#### 読む文章
======

説明

表面処理成形体

【課題】 表面酸化処理の効果の経時的な低減が少なく、良好な接着性、印刷特性を示す表面状態を6ヶ月以上の長期にわたって維持することが可能な表面処理成形体を提供する。
【解決手段】 エチレン・不飽和カルボン酸共重合体又はそのアイオノマーのフィルムやシートなどの成形体表面に、コロナ処理、プラズマ処理などの表面酸化処理が施してなる表面処理成形体、及び、基材にこのような表面処理成形体を積層してなる積層成形体。

【発明の詳細な説明】
【技術分野】
【0001】
本発明は、表面濡れ張力を、長期間、高い水準で維持することが可能な表面処理成形体に関する。とりわけ良好な接着性、印刷特性を示す表面状態を長期にわたって維持することが可能な表面処理成形体に関する。

======

#### 一覧の抜粋
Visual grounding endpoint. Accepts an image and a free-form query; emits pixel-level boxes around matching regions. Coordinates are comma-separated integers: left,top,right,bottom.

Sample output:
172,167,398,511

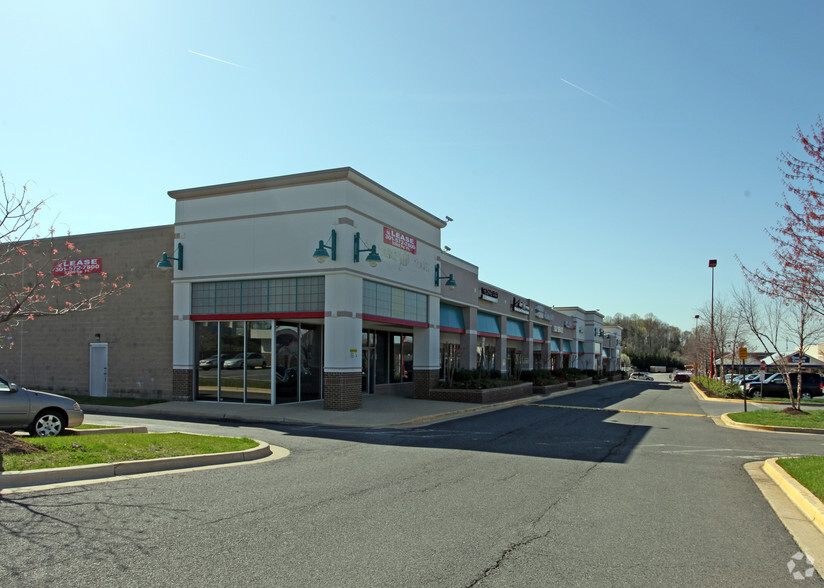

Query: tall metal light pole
710,259,718,378
694,314,701,376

======

#### 求める作業
上にある表面処理成形体の文章を、全文そのまま書き写すこと。

#### 解答
説明

表面処理成形体

【課題】 表面酸化処理の効果の経時的な低減が少なく、良好な接着性、印刷特性を示す表面状態を6ヶ月以上の長期にわたって維持することが可能な表面処理成形体を提供する。
【解決手段】 エチレン・不飽和カルボン酸共重合体又はそのアイオノマーのフィルムやシートなどの成形体表面に、コロナ処理、プラズマ処理などの表面酸化処理が施してなる表面処理成形体、及び、基材にこのような表面処理成形体を積層してなる積層成形体。

【発明の詳細な説明】
【技術分野】
【0001】
本発明は、表面濡れ張力を、長期間、高い水準で維持することが可能な表面処理成形体に関する。とりわけ良好な接着性、印刷特性を示す表面状態を長期にわたって維持することが可能な表面処理成形体に関する。